Given passage:
..............................

# M-Audio FastTrack setup...



## Guest (Apr 21, 2008)

Good day,

I have searched for setup/calibration with this particular external soundcard. First off, i am completely new to this, so i do apologize for the 'simple' questions. 

http://www.m-audio.com/images/global/media_hqpics/FastTrack_back_RGB.jpg
http://www.m-audio.com/images/global/media_hqpics/FastTrack_front_RGB.jpg

Soundcard is an M-Audio FastTrack USB, running on a Mac with OS X.

There is a line in on this unit, and RCA for output. While trying to calibrate this unit, i ran RCA's from the output to a 2 to 1 adapter, and into the line in. Played around with all the knobs etc, while trying to calibrate the soundcard, but to no avail. At the moment i dont have any charts to show (at work right now), but all of my measurements start from around 500hz, and are ranging in over 30db! So i know something is really wrong with my setup. 

Can anyone lead me in the right direction? I will try to post up a chart as soon as possible, but this is probably easily solveable.

Thanks for your time!

Darryl


----------



## fouiz (Mar 13, 2008)

I think you should connect line 1 out to mic in (using appropriate adaptors), as you gonna use the mic input for measurement.


----------



## Guest (Apr 21, 2008)

i need to use the mic input for measurement? Or (using the radio shack spl meter) could i go line in? AGHHH so confusing haha...

thanks for your patience!


----------



## fouiz (Mar 13, 2008)

Ah, ok if you use the spl as a mike, then go from line 2 out to line 2 in (all in mono connections).


----------



## Guest (Apr 21, 2008)

I am certain i have tried, that, but i will do it again and post charts as i know with limited info on my end you are not able to help me problem solve...

Thanks again


----------



## JohnM (Apr 11, 2006)

OS X 10.4 or OS X 10.5? 10.4 does not provide Java programs with access to USB soundcard inputs, it always routes them the built-in input. Apple fixed that in 10.5.


----------



## Guest (Apr 23, 2008)

Ok, i got a couple charts, identical, but still two separate measurements. I am using leopard 10.5.2, so no issue there i hope.

I connected m-audio fast track to usb on ibook. On the front panel, all dials turned up, and input monitor set to mono. Back panel, one rca connected to the right channel of the RCA outs, input level button set to line in, other end of rca connected to a two to one adapter running into the line in. Hope that sums everything up... In audio/midi settings i set sampling rate to 44.1hz, all my default inputs/output sounds on the system are set to run through the fasttrack. And lastly i have attached the settings i use in the sound card screen.

Thank you all for your help!

Darryl


----------



## JohnM (Apr 11, 2006)

You will need input monitoring turned off, otherwise you create a feedback loop.

What do you mean by a two to one adapter? A stereo jack plug to 2xRCA or something else?


----------



## Guest (Apr 23, 2008)

Is the input monitoring option in the software?

Yes sir, a stereo jack plug/2 RCA's.

..............................

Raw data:
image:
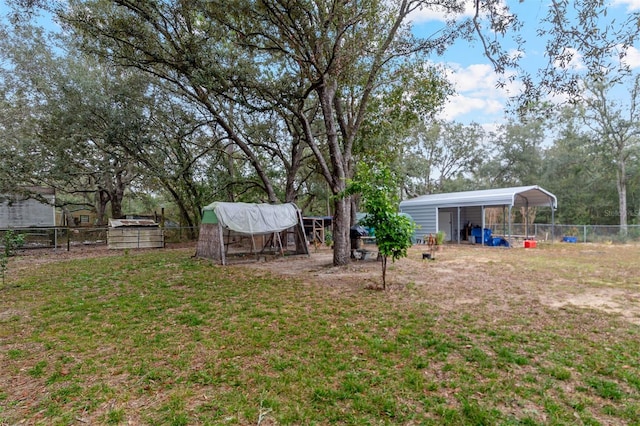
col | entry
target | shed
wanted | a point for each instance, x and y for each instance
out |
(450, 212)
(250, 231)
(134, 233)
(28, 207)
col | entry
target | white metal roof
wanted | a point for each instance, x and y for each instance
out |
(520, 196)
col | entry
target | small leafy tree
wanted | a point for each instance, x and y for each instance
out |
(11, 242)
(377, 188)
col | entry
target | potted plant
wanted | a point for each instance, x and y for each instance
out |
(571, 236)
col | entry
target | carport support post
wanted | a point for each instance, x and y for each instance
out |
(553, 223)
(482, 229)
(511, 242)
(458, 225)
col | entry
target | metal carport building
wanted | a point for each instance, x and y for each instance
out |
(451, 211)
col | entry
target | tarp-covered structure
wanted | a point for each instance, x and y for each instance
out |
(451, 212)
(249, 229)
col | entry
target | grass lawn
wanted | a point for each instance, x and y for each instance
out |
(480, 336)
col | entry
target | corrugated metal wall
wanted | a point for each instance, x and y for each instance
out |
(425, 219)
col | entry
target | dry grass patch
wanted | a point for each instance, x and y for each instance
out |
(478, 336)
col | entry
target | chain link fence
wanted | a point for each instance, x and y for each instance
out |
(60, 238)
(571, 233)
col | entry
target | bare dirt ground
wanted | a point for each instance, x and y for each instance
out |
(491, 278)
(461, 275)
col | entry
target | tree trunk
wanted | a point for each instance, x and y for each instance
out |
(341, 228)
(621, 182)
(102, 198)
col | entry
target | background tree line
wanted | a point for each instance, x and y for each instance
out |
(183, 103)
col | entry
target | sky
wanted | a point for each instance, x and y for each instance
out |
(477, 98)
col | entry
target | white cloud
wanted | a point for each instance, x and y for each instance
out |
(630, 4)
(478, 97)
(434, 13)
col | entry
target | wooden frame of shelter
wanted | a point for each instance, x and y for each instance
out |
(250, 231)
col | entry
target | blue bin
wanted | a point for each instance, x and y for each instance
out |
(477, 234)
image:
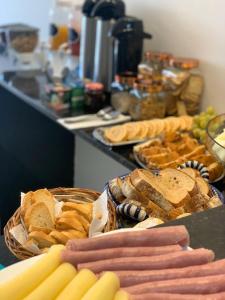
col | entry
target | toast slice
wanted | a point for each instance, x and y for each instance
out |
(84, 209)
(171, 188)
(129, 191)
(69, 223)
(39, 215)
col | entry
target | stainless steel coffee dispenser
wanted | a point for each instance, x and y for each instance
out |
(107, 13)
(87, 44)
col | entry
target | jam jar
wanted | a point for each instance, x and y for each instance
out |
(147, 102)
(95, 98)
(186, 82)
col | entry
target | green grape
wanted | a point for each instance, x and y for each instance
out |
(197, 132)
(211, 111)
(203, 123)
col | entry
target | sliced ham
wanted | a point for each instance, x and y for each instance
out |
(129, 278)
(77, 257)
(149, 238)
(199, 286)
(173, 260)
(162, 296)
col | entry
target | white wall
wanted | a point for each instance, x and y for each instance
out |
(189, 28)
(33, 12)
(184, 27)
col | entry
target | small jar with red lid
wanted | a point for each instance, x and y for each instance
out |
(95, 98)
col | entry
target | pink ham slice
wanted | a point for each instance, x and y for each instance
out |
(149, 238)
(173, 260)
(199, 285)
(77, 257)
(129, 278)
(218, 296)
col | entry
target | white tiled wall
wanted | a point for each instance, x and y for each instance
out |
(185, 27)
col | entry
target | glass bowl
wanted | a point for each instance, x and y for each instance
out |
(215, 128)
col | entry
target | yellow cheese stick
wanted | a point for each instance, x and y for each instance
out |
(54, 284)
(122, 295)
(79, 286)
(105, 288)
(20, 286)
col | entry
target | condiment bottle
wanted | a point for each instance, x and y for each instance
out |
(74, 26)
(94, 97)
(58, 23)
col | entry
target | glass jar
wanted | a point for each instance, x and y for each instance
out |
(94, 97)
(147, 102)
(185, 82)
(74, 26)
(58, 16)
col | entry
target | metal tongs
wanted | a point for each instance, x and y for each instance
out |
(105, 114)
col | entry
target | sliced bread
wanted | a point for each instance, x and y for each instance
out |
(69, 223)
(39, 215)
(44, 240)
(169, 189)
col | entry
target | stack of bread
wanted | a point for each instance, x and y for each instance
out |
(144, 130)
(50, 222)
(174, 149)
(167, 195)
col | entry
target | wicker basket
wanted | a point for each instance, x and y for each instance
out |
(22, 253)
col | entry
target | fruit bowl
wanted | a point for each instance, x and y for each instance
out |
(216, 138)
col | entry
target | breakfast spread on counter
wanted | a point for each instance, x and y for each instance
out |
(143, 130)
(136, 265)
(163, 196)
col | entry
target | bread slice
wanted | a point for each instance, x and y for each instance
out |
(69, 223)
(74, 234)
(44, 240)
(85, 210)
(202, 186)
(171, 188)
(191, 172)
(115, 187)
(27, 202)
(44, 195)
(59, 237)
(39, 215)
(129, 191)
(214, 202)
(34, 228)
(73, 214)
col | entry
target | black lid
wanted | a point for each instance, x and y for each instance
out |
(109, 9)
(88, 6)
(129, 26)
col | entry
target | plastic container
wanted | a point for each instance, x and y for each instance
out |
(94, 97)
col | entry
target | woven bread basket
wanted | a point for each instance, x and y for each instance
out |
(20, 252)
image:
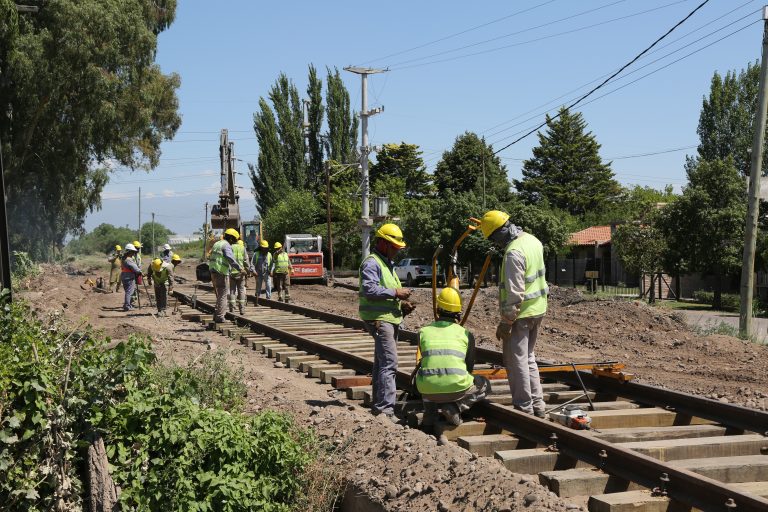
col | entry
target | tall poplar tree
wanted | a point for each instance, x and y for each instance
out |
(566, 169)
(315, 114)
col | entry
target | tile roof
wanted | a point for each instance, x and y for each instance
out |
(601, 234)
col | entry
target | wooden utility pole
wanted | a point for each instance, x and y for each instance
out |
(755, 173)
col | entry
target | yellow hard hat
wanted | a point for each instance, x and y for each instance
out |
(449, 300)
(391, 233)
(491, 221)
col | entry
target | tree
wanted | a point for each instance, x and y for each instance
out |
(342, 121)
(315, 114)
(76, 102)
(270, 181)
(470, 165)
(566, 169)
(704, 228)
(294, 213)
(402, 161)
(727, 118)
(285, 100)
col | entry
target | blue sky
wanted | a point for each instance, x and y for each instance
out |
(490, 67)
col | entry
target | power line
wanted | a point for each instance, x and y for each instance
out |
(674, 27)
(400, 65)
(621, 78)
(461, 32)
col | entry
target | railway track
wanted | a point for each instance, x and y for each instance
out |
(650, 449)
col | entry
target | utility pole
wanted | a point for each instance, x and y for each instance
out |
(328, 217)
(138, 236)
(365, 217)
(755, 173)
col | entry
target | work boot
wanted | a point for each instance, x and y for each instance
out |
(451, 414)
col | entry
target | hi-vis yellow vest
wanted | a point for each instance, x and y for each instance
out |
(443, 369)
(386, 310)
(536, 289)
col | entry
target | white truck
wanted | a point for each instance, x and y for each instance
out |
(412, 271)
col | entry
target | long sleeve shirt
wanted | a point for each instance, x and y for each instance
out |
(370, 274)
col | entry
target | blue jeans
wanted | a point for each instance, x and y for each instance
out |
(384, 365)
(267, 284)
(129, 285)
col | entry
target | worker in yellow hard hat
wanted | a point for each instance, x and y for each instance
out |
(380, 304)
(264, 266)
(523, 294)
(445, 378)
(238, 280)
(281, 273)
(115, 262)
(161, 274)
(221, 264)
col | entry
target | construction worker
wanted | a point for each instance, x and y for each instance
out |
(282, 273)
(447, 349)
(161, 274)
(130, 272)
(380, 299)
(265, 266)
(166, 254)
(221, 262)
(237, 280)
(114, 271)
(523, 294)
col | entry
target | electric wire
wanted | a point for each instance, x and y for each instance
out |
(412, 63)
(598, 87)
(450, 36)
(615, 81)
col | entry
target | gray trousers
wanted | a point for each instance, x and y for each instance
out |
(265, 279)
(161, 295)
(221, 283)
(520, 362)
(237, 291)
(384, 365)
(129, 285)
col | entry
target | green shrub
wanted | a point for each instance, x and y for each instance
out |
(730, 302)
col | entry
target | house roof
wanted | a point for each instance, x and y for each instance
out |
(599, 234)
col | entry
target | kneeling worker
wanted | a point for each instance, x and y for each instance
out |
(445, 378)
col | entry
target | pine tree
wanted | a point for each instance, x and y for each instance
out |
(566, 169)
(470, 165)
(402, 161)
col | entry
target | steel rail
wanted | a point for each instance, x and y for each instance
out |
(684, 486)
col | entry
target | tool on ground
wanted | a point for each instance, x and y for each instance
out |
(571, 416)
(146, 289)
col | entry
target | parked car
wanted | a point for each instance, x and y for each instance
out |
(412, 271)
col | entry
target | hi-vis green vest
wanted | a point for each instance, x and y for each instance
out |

..............................

Exercise instructions:
#1 Translate this sentence from the FastTrack setup thread into Spanish: "You will need input monitoring turned off, otherwise you create a feedback loop."
#2 From the FastTrack setup thread, echo the part that opens with the words containing "There is a line" and closes with "for your time!".

Solution list:
#1 Necesitarás tener desactivada la monitorización de entrada; de lo contrario, crearás un bucle de retroalimentación.

#2
There is a line in on this unit, and RCA for output. While trying to calibrate this unit, i ran RCA's from the output to a 2 to 1 adapter, and into the line in. Played around with all the knobs etc, while trying to calibrate the soundcard, but to no avail. At the moment i dont have any charts to show (at work right now), but all of my measurements start from around 500hz, and are ranging in over 30db! So i know something is really wrong with my setup. 

Can anyone lead me in the right direction? I will try to post up a chart as soon as possible, but this is probably easily solveable.

Thanks for your time!